• Your task
Send back the whole listing untouched.

• Data provided
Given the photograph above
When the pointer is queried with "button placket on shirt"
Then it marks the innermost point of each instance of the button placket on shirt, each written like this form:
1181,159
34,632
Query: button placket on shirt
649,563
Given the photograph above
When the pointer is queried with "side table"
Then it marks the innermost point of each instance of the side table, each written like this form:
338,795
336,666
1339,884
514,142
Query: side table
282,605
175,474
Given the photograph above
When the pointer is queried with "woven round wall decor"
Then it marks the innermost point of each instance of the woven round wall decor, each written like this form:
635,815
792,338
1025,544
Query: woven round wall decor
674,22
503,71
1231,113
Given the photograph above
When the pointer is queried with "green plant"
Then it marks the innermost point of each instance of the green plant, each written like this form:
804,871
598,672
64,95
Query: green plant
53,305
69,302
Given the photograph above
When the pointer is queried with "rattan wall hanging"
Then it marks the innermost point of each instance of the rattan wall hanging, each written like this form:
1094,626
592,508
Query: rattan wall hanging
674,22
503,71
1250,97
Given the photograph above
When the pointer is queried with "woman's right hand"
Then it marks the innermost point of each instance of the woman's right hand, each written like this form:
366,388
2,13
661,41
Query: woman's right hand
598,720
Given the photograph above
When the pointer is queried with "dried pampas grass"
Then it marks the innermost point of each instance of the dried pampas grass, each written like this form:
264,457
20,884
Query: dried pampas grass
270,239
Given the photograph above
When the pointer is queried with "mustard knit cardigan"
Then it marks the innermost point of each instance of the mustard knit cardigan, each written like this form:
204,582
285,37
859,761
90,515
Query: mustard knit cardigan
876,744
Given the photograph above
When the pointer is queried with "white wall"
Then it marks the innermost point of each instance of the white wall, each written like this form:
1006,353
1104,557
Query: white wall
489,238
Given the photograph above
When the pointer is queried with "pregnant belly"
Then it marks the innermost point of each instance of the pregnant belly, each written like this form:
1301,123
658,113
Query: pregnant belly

• Task response
Given the photograph above
When the pointer is queried with "button placket on shirt"
Then it marks the innermost point of each instance of the button placket on shirt, each written like this form:
1181,159
34,632
Query: button placket on shirt
649,563
Given the photograph above
When the pointer is queried with "side table"
Then it marks the innermost point of each instance of the side table, each written like this form:
338,795
336,666
1339,884
514,142
Query: side table
282,605
175,474
Given the photograph above
When the pointer is queried with "woven round wall decor"
Then it marks the innermost point of each instance of the woven round wall decor, each written like this form:
635,815
792,338
1025,544
Query: woven round wall decor
674,22
503,71
1231,113
Given the photograph above
When the pointer is queried with "green plant"
Then it marks the innermost point of each instance of the green plant, each written like this form:
804,871
598,672
64,95
Query: green plant
53,305
69,302
Given the photograph above
When the pointer is queried with "rattan wall hanging"
Then it marks the innermost point of each instance of the rattan wall hanging, each written like this form:
1094,626
592,508
Query: rattan wall hanging
674,22
503,71
1250,97
Given the photograph above
When the pointer is queried with "woman's right hand"
Then it marks the innermost point of each instance of the woman's right hand, each written like this form:
366,388
2,13
661,41
Query: woman's right hand
598,720
Given the photograph above
When the pointer is queried with "dried pampas grass"
Then it marks the innermost point of each instance of the dried pampas grass, each written like this form:
264,457
20,884
Query: dried pampas grass
270,239
Given the photograph above
When the pointer is queried with "mustard knit cardigan"
Then it marks the innermost point of each instance of the mustard knit cardigan, each written like this form:
204,582
285,37
859,761
90,515
Query: mustard knit cardigan
876,744
Given the photograph above
When the pointer is queried with "white wall"
Then it marks the innermost point of each instance of the white wall, each written like this form:
1006,353
1104,557
Query: white wall
489,238
Given the photograph above
When the pointer is queried with "pregnant belly"
Then it marks the innermost point of each instance of the pregnant belly, each written like this form:
1301,123
658,113
Query: pregnant belly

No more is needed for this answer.